─── Selected text

I am an out of work "At Home Dad" who has risen from the ashes like an overweight, over worked, under paid phoenix to become a "Domestic God"


Occasionally, even this Domestic God finds himself in an odious position.  I'm not talking about  the norm- like dishes, or laundry or feeding the kids.  No, I am talking about something far more horrifying.  I am talking about a trip to Chuck E. Cheese.

My two sons love, love, love, television.  And, admittedly,  I will sometimes turn over the babysitting duties to the most trust worthy babysitter I know--our big screen tv.  The vortex of Nick or Cartoon Network seems to put a hypnotic spell on my two boys.  Truthfully, I could not care less, as long as they are quiet and not beating the living shit out of each other.  So, it's all good.  But there is a nasty by-product from this television viewing--commercials.

I swear to Christ, there is a commercial instructing impressionable children to demand their parents take them to Chuck E. Cheese about every 7-9 minutes.  You know, "it's the place where a kid can be a kid".  F-that--my parents found a place where I could "be a kid"... at the park down the street.  Anyway, these marketing demons at Chuck E. Cheese have all the tact of the Hitler Youth Movement. But,  I digress.....

After months of incessant badgering by my two young sons, I was  finally beaten into submission.  I was going to accompany them to Chuck E.'s.  God bless my wife, she found some coupons--so that took some of the financial sting out of this perilous excursion.  I was determined to find a way to spend the least amount of time at the "House of Rat" as possible.  

Did you know this f'ing place opens at 9:30 am?  9:30!!!  Are there really people whose children are insistent that they get to this Cheese's joint for breakfast?  Well, as I learned on a cold Sunday morning (Sunday, the day of our Lord); yes-these children exist.  My wife and I figured that this may actually be the best time to go.  The plan was to get in and get out in 90 minutes, or less.

──────
─── Records provided

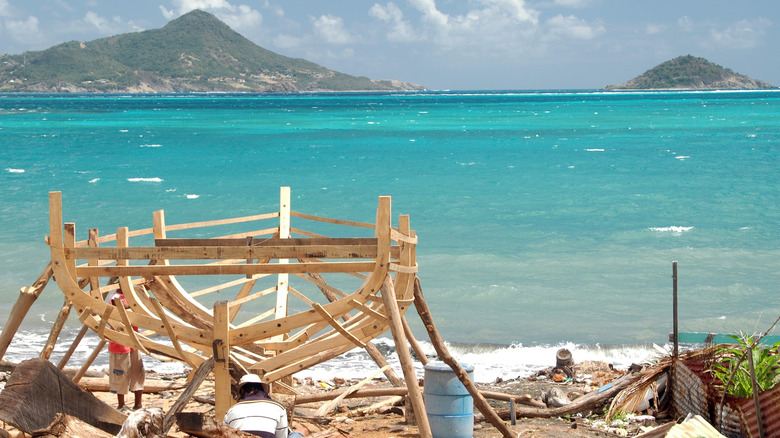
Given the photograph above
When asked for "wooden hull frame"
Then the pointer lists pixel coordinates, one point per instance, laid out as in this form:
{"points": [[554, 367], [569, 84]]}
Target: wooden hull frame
{"points": [[275, 348]]}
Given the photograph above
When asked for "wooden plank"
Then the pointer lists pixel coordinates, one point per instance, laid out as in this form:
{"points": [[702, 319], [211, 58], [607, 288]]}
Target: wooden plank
{"points": [[715, 338], [198, 377], [37, 391], [221, 342], [272, 268], [407, 366], [217, 252], [327, 407]]}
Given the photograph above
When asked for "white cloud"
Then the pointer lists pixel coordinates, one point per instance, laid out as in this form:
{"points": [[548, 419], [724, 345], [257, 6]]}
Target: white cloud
{"points": [[685, 23], [24, 30], [5, 8], [571, 27], [331, 29], [287, 41], [573, 3], [654, 29], [744, 34], [236, 16], [400, 30]]}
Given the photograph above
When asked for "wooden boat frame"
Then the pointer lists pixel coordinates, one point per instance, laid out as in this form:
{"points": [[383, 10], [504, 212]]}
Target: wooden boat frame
{"points": [[273, 344]]}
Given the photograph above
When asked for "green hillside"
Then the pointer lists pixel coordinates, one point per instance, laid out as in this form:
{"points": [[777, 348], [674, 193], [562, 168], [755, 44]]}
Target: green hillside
{"points": [[690, 72], [195, 52]]}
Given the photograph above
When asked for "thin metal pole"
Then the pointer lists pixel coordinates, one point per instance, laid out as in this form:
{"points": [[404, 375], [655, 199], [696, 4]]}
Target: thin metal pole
{"points": [[675, 329]]}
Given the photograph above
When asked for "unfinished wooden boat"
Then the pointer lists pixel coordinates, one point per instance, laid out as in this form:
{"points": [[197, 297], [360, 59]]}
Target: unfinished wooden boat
{"points": [[249, 276]]}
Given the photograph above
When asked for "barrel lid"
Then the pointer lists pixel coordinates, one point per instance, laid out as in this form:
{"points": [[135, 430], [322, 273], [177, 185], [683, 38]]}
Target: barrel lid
{"points": [[441, 366]]}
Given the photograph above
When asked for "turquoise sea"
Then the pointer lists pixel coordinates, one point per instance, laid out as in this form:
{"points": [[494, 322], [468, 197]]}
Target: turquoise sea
{"points": [[545, 218]]}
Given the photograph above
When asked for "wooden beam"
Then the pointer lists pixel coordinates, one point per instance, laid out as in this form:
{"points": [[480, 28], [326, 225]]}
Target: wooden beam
{"points": [[222, 396], [396, 327], [271, 268], [218, 252]]}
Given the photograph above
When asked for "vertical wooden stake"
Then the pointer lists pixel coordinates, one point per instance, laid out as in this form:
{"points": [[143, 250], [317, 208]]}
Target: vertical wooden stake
{"points": [[221, 343], [479, 400], [73, 345], [401, 348], [675, 329], [755, 392], [56, 329]]}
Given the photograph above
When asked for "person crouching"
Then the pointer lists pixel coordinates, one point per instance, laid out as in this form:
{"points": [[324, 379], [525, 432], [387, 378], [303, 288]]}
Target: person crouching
{"points": [[256, 412]]}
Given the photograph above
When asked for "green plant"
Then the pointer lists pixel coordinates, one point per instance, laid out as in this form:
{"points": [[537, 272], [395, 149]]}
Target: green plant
{"points": [[731, 365]]}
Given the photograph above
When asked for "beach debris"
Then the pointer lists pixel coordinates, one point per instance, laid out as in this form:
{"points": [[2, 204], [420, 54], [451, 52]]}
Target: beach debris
{"points": [[648, 394], [555, 398], [66, 426], [37, 391], [143, 423]]}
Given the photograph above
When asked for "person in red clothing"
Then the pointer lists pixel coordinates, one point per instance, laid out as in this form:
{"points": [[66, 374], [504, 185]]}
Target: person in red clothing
{"points": [[126, 369]]}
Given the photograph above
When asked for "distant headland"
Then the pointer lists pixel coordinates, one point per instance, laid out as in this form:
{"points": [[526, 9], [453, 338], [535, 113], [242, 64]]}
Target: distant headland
{"points": [[193, 53], [690, 72]]}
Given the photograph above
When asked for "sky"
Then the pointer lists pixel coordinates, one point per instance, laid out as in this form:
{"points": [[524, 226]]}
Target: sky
{"points": [[447, 44]]}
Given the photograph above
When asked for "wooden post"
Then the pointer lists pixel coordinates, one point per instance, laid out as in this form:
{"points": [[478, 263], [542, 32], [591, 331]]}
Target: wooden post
{"points": [[27, 296], [223, 398], [197, 378], [396, 328], [755, 392], [413, 342], [88, 362], [446, 357], [56, 329], [675, 328], [73, 345], [284, 233]]}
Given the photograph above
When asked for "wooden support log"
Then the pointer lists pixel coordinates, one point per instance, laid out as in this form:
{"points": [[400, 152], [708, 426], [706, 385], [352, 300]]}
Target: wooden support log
{"points": [[327, 407], [588, 402], [96, 384], [446, 357], [370, 348], [396, 328], [56, 329], [27, 296], [197, 378], [361, 393], [37, 391]]}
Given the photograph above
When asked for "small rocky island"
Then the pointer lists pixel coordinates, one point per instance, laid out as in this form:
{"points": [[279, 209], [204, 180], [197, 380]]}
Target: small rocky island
{"points": [[690, 72]]}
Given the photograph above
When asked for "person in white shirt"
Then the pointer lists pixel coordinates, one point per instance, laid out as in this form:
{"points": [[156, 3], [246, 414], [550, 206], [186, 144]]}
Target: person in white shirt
{"points": [[256, 412]]}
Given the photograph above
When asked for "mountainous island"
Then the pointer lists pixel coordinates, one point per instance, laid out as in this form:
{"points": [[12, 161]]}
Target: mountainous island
{"points": [[690, 72], [193, 53]]}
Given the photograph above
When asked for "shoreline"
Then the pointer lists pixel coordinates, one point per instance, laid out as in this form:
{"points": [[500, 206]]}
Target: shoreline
{"points": [[356, 416]]}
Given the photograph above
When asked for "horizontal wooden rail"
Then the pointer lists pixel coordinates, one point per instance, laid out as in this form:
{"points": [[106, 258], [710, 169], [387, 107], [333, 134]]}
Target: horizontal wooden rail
{"points": [[199, 251], [250, 269]]}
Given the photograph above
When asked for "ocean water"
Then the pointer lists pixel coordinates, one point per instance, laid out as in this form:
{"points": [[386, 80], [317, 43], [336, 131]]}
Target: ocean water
{"points": [[545, 219]]}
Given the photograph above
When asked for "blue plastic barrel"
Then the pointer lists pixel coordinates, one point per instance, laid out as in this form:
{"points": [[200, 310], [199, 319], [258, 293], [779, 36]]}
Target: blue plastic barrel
{"points": [[449, 405]]}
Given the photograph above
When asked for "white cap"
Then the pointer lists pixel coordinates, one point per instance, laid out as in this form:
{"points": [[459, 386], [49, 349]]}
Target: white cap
{"points": [[253, 378]]}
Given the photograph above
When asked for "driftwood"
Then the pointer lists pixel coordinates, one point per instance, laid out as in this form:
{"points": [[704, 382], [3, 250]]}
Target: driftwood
{"points": [[446, 357], [197, 379], [200, 425], [588, 402], [100, 384], [524, 399], [66, 426], [143, 423], [37, 391]]}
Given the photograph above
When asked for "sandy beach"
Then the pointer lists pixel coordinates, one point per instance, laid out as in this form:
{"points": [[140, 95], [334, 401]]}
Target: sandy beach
{"points": [[350, 419]]}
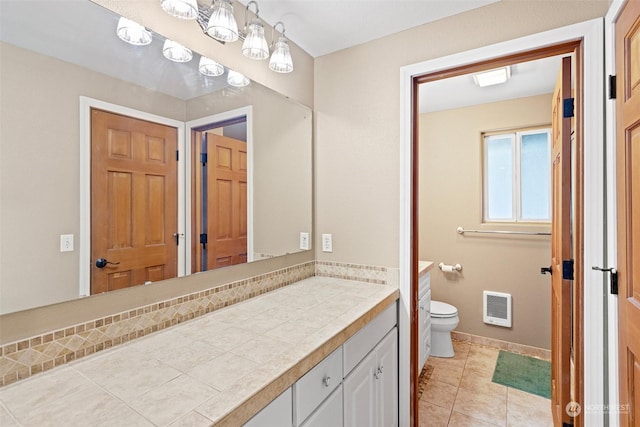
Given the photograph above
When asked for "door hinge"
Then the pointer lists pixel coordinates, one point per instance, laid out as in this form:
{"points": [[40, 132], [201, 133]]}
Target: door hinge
{"points": [[613, 279], [612, 87], [567, 269], [567, 107]]}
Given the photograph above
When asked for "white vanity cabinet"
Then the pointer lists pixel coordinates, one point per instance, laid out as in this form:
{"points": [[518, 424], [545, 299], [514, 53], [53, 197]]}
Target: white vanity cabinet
{"points": [[424, 319], [314, 387], [371, 389], [329, 413], [276, 414], [356, 385]]}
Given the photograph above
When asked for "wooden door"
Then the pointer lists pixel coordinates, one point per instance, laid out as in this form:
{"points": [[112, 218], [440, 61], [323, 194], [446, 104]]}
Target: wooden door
{"points": [[627, 30], [561, 247], [134, 201], [226, 201]]}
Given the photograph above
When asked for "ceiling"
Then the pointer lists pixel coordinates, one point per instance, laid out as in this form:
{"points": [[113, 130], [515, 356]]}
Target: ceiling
{"points": [[324, 26], [318, 26]]}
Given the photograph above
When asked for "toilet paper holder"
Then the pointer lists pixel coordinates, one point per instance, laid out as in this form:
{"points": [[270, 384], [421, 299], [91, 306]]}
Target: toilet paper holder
{"points": [[449, 268]]}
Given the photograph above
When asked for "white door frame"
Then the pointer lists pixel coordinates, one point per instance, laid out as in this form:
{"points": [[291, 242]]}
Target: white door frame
{"points": [[216, 118], [611, 202], [591, 32], [85, 182]]}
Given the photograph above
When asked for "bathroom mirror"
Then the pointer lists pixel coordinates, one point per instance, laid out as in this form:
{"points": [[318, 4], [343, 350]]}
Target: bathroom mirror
{"points": [[54, 53]]}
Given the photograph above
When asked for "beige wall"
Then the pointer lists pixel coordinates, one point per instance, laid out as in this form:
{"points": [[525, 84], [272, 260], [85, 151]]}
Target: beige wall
{"points": [[357, 96], [297, 85], [451, 196]]}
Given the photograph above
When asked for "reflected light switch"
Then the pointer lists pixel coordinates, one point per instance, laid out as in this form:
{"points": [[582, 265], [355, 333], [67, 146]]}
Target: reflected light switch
{"points": [[304, 241], [66, 242]]}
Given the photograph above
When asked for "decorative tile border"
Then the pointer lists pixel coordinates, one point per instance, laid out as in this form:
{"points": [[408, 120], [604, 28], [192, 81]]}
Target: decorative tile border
{"points": [[19, 360], [526, 350], [362, 273], [22, 359]]}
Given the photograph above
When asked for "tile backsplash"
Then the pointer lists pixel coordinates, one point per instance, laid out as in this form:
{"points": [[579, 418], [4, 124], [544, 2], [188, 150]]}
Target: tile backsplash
{"points": [[21, 359]]}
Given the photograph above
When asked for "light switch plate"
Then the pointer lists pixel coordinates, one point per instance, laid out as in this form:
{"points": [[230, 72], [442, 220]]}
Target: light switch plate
{"points": [[304, 241], [66, 242], [327, 243]]}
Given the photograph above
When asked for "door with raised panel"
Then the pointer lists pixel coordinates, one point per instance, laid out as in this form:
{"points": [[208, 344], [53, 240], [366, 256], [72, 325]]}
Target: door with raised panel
{"points": [[561, 305], [134, 201], [387, 380], [360, 394], [329, 413], [627, 29]]}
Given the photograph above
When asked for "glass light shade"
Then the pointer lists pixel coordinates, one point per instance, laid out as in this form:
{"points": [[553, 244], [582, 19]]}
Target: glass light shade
{"points": [[209, 67], [222, 24], [176, 52], [255, 45], [183, 9], [281, 61], [133, 33], [236, 79]]}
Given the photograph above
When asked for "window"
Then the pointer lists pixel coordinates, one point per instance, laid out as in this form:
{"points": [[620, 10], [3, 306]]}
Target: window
{"points": [[517, 176]]}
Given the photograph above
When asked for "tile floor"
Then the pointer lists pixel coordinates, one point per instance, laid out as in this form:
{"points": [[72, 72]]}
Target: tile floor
{"points": [[459, 393]]}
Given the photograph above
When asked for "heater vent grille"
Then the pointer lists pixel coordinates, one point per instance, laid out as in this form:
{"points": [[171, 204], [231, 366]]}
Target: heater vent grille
{"points": [[497, 308]]}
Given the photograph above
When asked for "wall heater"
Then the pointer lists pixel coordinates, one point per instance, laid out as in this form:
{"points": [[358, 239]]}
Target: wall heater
{"points": [[497, 308]]}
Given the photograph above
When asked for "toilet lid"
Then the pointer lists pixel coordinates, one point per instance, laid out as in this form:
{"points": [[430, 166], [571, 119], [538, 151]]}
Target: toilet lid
{"points": [[442, 309]]}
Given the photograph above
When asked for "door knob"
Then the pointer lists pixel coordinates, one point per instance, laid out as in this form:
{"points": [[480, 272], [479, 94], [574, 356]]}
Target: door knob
{"points": [[102, 263], [545, 270]]}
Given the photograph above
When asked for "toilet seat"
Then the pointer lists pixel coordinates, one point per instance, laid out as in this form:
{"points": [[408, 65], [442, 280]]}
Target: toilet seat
{"points": [[441, 309]]}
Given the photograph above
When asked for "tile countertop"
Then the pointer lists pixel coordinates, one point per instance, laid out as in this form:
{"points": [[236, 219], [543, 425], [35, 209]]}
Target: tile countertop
{"points": [[424, 267], [218, 369]]}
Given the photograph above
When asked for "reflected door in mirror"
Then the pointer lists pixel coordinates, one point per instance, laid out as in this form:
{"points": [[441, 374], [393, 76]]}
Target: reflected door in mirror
{"points": [[133, 201], [220, 202]]}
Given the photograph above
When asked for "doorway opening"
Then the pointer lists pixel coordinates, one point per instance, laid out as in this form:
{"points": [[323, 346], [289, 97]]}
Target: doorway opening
{"points": [[589, 129], [219, 194]]}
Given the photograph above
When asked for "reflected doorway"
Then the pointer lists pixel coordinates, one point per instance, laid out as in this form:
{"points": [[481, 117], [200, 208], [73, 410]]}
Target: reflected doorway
{"points": [[219, 190]]}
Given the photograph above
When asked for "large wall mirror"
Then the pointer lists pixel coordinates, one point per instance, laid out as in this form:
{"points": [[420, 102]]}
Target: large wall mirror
{"points": [[60, 63]]}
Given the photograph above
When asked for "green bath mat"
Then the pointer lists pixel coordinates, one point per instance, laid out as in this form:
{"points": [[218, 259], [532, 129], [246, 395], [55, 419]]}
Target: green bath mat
{"points": [[524, 373]]}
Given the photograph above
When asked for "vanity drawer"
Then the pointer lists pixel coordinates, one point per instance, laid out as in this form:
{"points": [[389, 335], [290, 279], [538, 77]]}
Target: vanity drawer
{"points": [[310, 390], [359, 345]]}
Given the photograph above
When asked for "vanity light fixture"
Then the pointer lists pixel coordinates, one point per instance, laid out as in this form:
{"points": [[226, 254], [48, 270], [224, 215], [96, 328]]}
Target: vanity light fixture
{"points": [[132, 32], [183, 9], [281, 61], [222, 25], [176, 52], [255, 45], [209, 67], [492, 77], [218, 22], [236, 79]]}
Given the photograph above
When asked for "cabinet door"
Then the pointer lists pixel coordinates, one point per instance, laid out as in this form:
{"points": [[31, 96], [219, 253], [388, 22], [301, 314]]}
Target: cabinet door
{"points": [[279, 413], [387, 381], [359, 394], [329, 413]]}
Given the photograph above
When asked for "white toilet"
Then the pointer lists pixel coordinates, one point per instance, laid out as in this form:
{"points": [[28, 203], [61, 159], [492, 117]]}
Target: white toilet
{"points": [[444, 319]]}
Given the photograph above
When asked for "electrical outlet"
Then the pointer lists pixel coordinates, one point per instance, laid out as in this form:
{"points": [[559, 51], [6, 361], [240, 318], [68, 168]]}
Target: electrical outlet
{"points": [[66, 242], [327, 243], [304, 241]]}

──────

**Things to do**
[1] How would you say this sentence from the Chuck E. Cheese post in Spanish: "My wife and I figured that this may actually be the best time to go."
[2] Can you sum up the Chuck E. Cheese post in two sentences?
The records are separate material from the Chuck E. Cheese post.

**Answers provided**
[1] Mi esposa y yo pensamos que este podría ser, de hecho, el mejor momento para ir.

[2] An out-of-work at-home dad explains that constant Chuck E. Cheese commercials during his two sons' TV watching led to months of badgering, until he finally gave in and agreed to take them. Helped by coupons his wife found, he and his wife decided that the early Sunday morning opening at 9:30 might be the best time to go, planning to get in and out in 90 minutes or less.